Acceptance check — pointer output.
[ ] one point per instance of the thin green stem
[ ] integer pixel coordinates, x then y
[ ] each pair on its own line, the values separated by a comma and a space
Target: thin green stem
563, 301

**EXERCISE BRIEF**. The line containing "[ ] one point" marks the start; retype it and each line after it through the end of the records above, exactly.

**ANSWER BOX**.
[ ] one point per instance of the thin green stem
[ ] integer pixel coordinates, x then y
[ ] each pair on its own line, the values separated by a comma and a space
Target: thin green stem
563, 301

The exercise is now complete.